[Consigne] Dressez la liste de toutes les personnes que le texte présenté ci-dessous désigne par leur nom ou leur prénom.

[Texte présenté]
-*-
Une histoire courte mais un moment de vie important. Pendant quelques années les Marseillais de CONGER! CONGER! sont
passés de trois à quatre membres avec l’adjonction d’un batteur (Thierry) en remplacement
de Patrice, également chanteur, qui pour des raisons de santé ne pouvait plus jouer de batterie. Quelle stupéfaction – sans parler
d’une inquiétude certaine, toute personnelle – en apprenant cette nouvelle.
Pour moi, une partie de l’identité du groupe résidait, au milieu de tant
d’autres choses, dans la présence de ce chanteur/batteur trépignant et qui,
précisément, devait en permanence faire le lien entre ses deux rôles, luttait contre des vents contraires, partagé entre ses
envies de galipettes de frontman et ses fantaisies de batteur
équilibriste – un indice pour celles et ceux qui ne le savent pas encore :
Patrice est également danseur/acteur/performeur.
Puis j’ai eu quelques échos des concerts à quatre du groupe. Le démon était en
liberté, le chanteur n’arrêtait pas de cabrioler et
sur scène la musique devenait de plus en plus frontale, cédant de son
originalité à la fois poétique et sensitive mais y gagnant en puissance de
feu. Sans doute était-il alors hors de question de renoncer et hors de question
que l’histoire s’achève – dit autrement : pour Conger! Conger! les concerts n’étaient-ils pas devenus
une forme de revanche, une manière d’affirmer que la musique restait le plus important ? Je n’ai sûrement qu’une
vision incomplète des choses mais c’est ce que j’ai cru comprendre, de loin. De
loin parce que je n’ai jamais pu – ou plutôt il n’y a eu que des occasions
ratées – voir Conger! Conger! jouer
dans cette formation inédite... Depuis, Patrice a pu retourner derrière sa
batterie et le groupe est redevenu un trio – Pierrot (guitare et chant), Didier
(basse et chant) et donc Patrice (batterie et chant principal) souhaitant se
recentrer sur la nature initiale de leur projet.
De cette période transitoire il reste un album complet, le quatrième des
Marseillais, enregistré pendant l’été 2020 par l’indéfectible Nicolas Dick
(Kill The Thrill) venu en ami et qui joue aussi un peu de lapsteel sur le
disque. IV fait plus que documenter une étape particulière dans l’existence
déjà très longue et très riche de Conger! Conger! : les trois
musiciens historiques du groupe ne veulent rien renier ou oublier. Et ils ont entièrement
raison car à l’écoute du disque on reconnait sans difficulté leur patte si
particulière. Mais on découvre également des nouvelles choses ou, plutôt,
certains aspects de leur musique ont pris de l’ascendant tandis que
d’autres ont eu tendance à s’effacer. Plus d’épaisseur, plus de rentre-dedans
et même, quelquefois, un côté braillard (le très killing-jokien Backgate).
Mais la musique reste toujours élégante et racée – que l’on n’aille pas
s’imaginer non plus que Conger! Conger! était devenu un monstre
post-metal-prouto-noise-néo-wave ou je ne sais quoi de trop volumineux ou
indigeste.
On peut aussi penser (et c’est mon cas) que le supplément d’énergie ultra tubesque
diffusée dans IV attenue un peu trop la portée sensible de la musique du groupe.
-*-
[Données]
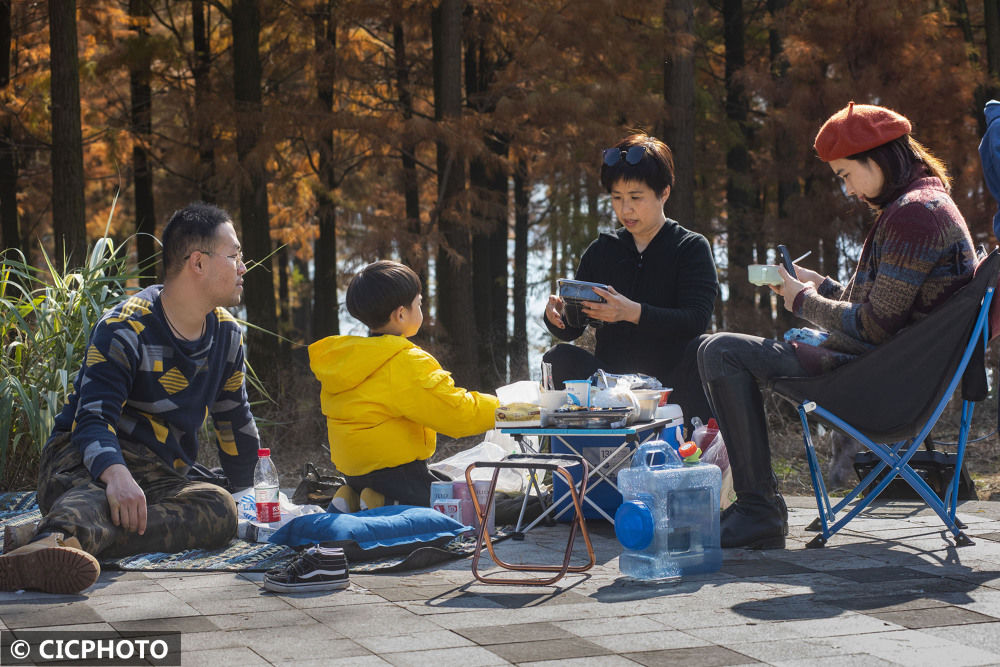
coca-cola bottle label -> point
(268, 508)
-*-
[Réponse] Thierry, Patrice, Pierrot, Didier, Nicolas Dick